* Work to be completed
Beginning at the line containing "of the hand" and continuing to the end of the records below, give each line again exactly as it stands, and only those lines.
Start of Listing
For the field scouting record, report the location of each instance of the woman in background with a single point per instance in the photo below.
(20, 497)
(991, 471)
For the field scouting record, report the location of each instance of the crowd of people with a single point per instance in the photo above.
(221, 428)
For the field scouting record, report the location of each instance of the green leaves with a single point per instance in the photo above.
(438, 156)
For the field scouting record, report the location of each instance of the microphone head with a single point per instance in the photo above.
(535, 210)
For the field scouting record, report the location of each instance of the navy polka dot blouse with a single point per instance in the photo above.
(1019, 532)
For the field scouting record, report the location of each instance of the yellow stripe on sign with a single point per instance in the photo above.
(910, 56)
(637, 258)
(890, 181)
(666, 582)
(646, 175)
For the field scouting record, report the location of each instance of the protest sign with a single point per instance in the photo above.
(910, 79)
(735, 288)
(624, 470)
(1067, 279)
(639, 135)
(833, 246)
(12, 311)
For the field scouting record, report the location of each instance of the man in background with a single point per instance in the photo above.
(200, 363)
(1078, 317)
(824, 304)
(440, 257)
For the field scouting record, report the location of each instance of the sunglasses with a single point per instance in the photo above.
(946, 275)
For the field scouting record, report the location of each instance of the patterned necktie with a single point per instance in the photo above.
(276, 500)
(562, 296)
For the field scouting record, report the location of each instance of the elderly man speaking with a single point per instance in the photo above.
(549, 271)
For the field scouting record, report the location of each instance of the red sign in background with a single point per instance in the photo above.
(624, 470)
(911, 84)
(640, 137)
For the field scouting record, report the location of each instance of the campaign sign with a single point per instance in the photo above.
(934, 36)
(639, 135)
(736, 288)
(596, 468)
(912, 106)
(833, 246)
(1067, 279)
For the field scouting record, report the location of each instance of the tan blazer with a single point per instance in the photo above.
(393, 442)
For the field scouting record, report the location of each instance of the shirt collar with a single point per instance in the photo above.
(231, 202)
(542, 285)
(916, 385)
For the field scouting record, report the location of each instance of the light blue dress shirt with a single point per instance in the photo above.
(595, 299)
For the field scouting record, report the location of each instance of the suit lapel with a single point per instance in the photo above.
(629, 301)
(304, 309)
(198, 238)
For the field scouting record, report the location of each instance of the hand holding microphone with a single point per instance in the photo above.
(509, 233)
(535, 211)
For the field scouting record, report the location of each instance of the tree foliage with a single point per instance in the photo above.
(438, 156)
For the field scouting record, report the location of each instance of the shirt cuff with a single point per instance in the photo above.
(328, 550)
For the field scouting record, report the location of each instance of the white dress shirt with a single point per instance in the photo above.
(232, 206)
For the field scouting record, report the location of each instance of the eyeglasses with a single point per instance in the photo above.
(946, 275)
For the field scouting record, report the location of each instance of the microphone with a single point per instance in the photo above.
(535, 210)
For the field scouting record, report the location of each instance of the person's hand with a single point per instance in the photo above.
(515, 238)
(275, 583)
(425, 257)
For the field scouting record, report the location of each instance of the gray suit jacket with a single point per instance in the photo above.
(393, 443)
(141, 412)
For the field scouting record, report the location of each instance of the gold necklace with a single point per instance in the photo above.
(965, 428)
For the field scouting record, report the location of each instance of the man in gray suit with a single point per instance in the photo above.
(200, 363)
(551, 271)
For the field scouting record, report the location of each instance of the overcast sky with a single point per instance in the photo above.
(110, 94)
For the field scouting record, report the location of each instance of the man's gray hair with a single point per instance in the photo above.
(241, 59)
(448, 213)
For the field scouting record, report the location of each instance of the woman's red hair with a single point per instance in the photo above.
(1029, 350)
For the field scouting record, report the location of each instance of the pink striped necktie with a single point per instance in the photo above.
End of Listing
* Exercise result
For the field scouting record, report the location of each instance of the hand holding microphone with a single point per instance in the photo above.
(509, 233)
(535, 211)
For the field scouting record, report the location of each instance of the tree foliage with a single point per instance in the photo above.
(438, 156)
For the field scouting record, report the location of each instance of the shirt cuff with a single point per instance in the photo above.
(328, 550)
For the field scouting record, report the location of each instance of the white dress shirt with a single point per instance in the photo above.
(232, 206)
For the field scouting record, report the location of each instance of the eyeglasses with a single point per instance in the photo above.
(946, 275)
For the field scouting record, report the location of each instance of the microphone with a single point per instance in the photo above.
(535, 210)
For the field scouting record, report the location of each instance of the person's hand with a single point per instance in the photo above.
(515, 238)
(275, 583)
(425, 257)
For the field scouting record, report the location of each instance of the gray suit jacket with a single point per instance in the photo above.
(393, 443)
(141, 412)
For the field scouting record, report the location of each instance of the gold necklace with a single point per instance in the photo above.
(965, 428)
For the field scouting record, report the location of each instance of the man in gray suit with a single point per instance in the photo above.
(200, 363)
(551, 271)
For the field scouting record, report the location of each instance of the overcast sky with a single point per instance in the photo above.
(110, 94)
For the field scouting record, report the location of each instance of the man's gray hair with a single point per instance in the photo above.
(241, 59)
(448, 213)
For the field scouting record, report the location of each instance of the woman's red hair with a single point per instance in the photo above.
(1029, 350)
For the field scouting record, report the location of each instance of the pink striped necktie with a single point per instance in the photo above.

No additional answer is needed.